_THE DATA_

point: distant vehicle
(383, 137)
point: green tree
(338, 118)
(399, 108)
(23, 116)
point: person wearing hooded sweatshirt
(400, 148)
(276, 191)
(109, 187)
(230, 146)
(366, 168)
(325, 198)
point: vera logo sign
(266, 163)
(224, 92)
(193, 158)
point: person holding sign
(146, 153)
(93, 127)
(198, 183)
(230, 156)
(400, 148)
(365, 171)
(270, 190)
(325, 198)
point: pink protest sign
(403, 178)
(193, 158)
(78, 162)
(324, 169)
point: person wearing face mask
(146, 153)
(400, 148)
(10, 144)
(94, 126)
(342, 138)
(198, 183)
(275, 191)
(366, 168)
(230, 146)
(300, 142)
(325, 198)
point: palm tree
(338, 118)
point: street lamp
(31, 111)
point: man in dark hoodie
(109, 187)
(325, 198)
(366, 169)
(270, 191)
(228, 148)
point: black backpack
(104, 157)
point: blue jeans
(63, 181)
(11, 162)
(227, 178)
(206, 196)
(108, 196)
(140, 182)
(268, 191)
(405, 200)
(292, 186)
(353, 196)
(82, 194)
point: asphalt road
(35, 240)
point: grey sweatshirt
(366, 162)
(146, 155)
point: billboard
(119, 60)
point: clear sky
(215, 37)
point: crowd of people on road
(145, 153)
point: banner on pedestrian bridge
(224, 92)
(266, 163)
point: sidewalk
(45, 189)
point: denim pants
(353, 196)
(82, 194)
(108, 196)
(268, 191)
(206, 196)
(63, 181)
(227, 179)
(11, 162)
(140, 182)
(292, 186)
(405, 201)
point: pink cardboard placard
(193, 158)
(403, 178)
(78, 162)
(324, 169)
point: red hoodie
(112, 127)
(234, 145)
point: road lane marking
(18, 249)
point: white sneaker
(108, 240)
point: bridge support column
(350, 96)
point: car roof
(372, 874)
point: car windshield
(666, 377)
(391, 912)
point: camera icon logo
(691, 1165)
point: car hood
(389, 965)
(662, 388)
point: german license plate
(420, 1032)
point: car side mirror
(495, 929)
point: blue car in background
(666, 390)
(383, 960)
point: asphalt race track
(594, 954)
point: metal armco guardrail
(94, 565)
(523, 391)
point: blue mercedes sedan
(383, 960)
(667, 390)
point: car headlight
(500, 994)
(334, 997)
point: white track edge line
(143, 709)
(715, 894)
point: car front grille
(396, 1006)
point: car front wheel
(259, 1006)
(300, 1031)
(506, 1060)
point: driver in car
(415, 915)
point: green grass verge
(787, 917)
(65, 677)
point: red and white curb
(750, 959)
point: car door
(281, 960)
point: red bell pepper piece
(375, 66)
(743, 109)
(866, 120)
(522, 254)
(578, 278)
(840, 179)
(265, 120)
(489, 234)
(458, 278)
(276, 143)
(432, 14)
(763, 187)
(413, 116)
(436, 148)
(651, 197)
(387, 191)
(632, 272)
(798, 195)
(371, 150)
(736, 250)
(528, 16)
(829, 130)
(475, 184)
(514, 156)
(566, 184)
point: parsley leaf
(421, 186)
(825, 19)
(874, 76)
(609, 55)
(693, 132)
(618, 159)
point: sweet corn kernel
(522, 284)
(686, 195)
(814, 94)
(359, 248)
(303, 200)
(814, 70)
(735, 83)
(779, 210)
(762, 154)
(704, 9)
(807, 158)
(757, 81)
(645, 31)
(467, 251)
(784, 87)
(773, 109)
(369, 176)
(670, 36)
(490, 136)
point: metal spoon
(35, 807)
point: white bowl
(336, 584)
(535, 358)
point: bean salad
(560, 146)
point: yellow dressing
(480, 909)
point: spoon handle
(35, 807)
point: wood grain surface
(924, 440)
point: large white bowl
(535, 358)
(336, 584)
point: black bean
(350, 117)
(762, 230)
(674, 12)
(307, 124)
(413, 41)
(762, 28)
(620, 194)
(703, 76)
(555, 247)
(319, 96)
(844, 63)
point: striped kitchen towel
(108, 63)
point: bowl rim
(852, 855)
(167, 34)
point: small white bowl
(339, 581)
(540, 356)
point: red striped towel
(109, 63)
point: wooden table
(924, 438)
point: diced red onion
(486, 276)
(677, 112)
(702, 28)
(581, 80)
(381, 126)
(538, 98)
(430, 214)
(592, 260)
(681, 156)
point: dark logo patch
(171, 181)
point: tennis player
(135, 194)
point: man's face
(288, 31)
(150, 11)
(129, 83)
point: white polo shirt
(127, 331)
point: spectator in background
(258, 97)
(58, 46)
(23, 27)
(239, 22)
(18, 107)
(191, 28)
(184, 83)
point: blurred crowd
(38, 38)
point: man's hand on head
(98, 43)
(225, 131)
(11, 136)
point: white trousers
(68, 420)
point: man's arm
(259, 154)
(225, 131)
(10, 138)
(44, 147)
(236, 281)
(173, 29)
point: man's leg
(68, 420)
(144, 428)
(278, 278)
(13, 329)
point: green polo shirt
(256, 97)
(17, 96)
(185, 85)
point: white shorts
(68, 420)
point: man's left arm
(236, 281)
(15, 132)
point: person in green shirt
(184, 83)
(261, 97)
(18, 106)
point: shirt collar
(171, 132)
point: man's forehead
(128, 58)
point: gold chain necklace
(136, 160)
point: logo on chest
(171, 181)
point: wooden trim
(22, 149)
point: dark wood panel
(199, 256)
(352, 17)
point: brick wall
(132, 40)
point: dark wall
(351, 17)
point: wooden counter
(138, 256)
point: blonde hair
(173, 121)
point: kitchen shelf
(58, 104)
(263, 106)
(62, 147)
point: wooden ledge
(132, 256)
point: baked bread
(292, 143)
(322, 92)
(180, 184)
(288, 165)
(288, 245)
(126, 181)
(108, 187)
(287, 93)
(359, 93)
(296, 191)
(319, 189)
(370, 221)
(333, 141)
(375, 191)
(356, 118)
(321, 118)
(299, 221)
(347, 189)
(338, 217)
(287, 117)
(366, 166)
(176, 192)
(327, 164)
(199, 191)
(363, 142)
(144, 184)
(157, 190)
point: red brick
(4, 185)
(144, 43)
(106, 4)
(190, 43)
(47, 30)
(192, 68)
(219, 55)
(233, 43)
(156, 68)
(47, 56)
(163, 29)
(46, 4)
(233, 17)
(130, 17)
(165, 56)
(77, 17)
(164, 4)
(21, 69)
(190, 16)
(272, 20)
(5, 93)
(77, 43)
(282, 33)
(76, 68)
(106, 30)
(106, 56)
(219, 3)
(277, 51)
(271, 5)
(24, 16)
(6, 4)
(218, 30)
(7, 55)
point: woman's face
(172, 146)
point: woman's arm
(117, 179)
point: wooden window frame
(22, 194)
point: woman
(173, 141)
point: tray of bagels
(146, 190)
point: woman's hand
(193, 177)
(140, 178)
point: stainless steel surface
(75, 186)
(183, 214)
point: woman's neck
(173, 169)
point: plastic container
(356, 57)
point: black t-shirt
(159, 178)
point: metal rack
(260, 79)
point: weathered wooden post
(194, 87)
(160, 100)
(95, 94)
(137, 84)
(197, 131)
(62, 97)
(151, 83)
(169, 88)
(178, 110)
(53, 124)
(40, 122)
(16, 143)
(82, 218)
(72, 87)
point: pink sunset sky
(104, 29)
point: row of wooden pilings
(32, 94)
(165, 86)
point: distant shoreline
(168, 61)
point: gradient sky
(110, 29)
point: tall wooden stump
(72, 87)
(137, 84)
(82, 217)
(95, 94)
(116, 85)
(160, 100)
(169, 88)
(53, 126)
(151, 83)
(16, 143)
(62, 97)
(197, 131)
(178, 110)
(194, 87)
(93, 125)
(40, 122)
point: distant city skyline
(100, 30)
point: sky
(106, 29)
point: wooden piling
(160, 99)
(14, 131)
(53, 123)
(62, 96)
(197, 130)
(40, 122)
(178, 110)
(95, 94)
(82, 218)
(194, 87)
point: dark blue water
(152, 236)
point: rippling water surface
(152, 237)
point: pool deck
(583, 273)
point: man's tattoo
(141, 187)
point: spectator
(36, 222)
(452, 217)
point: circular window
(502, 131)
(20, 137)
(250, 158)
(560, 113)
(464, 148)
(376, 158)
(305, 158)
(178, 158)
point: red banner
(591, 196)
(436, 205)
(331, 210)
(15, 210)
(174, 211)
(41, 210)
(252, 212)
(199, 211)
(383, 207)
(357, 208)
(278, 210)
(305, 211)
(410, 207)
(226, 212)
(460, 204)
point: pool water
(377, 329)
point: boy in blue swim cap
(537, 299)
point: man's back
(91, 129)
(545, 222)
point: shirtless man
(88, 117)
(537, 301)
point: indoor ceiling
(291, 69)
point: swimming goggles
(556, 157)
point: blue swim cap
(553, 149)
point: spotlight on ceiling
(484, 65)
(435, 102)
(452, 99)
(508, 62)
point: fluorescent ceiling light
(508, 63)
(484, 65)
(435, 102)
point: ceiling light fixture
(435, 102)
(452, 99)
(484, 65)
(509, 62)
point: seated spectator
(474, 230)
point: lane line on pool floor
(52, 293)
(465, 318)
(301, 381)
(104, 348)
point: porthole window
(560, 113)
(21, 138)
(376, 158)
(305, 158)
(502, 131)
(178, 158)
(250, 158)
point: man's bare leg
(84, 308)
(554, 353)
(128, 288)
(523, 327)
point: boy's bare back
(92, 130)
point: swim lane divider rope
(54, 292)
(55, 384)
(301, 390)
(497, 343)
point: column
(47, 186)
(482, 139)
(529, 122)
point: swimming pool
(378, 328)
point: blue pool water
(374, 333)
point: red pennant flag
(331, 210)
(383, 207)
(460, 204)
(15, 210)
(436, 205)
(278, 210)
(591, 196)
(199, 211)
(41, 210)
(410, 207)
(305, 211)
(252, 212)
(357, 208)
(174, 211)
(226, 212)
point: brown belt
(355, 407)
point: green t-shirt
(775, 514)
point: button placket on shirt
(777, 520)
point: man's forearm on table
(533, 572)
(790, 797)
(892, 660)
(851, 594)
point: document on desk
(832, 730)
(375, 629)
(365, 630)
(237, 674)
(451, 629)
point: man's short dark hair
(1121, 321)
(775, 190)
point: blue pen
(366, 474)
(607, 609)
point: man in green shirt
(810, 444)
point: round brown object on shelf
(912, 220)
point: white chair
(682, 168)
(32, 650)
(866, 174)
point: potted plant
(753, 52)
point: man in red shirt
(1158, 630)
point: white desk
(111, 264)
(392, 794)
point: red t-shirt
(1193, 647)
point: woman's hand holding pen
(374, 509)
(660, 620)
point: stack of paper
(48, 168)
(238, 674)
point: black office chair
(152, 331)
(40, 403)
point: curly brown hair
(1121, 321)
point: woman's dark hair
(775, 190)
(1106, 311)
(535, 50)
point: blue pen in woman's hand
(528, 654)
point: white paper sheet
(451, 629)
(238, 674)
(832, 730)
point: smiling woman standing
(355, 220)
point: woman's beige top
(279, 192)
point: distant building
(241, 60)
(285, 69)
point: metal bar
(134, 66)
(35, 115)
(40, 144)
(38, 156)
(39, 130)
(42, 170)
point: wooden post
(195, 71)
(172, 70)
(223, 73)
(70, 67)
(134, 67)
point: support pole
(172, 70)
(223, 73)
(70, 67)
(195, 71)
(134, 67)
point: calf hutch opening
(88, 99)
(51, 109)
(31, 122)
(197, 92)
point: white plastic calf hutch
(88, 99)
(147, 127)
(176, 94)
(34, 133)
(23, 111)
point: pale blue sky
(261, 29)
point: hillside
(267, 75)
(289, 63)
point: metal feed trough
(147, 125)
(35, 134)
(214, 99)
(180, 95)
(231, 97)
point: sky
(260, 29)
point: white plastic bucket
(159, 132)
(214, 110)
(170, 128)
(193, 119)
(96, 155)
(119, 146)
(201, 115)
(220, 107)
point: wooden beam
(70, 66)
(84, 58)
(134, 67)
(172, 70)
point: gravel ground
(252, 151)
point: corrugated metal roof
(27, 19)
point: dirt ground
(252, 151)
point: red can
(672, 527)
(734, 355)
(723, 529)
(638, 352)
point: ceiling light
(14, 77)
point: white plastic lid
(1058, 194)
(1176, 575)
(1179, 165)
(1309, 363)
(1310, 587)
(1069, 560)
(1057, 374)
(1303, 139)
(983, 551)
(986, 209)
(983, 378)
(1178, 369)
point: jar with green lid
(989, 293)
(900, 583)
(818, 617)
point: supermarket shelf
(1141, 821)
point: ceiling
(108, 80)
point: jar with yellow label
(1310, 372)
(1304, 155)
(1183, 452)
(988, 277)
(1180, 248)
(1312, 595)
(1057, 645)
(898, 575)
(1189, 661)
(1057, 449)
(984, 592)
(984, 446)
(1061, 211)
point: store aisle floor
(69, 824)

_PROBLEM DETAILS_
Return, please, every line from the one that contains "point: hillside" through the final line of the listing, exactly, and no others.

_SOLUTION FOR THIS EXERCISE_
point: hillside
(267, 75)
(289, 63)
point: metal feed trough
(147, 125)
(35, 134)
(214, 99)
(180, 95)
(231, 97)
point: sky
(260, 29)
point: white plastic bucket
(159, 132)
(214, 110)
(170, 128)
(193, 119)
(96, 155)
(119, 146)
(201, 115)
(220, 107)
point: wooden beam
(70, 66)
(84, 58)
(134, 67)
(172, 70)
point: gravel ground
(252, 151)
point: corrugated metal roof
(27, 19)
point: dirt ground
(252, 151)
point: red can
(672, 527)
(734, 355)
(723, 529)
(638, 352)
point: ceiling light
(14, 77)
point: white plastic lid
(1058, 194)
(1176, 575)
(1179, 165)
(1309, 363)
(1310, 587)
(1069, 560)
(1057, 374)
(1303, 139)
(983, 551)
(986, 209)
(983, 378)
(1178, 369)
point: jar with green lid
(989, 293)
(900, 583)
(818, 617)
point: supermarket shelf
(1141, 821)
point: ceiling
(108, 80)
point: jar with yellow label
(1310, 372)
(1304, 155)
(1183, 452)
(988, 277)
(1180, 248)
(1312, 595)
(1057, 645)
(898, 575)
(1189, 661)
(1057, 449)
(984, 592)
(984, 446)
(1061, 211)
point: store aisle floor
(69, 824)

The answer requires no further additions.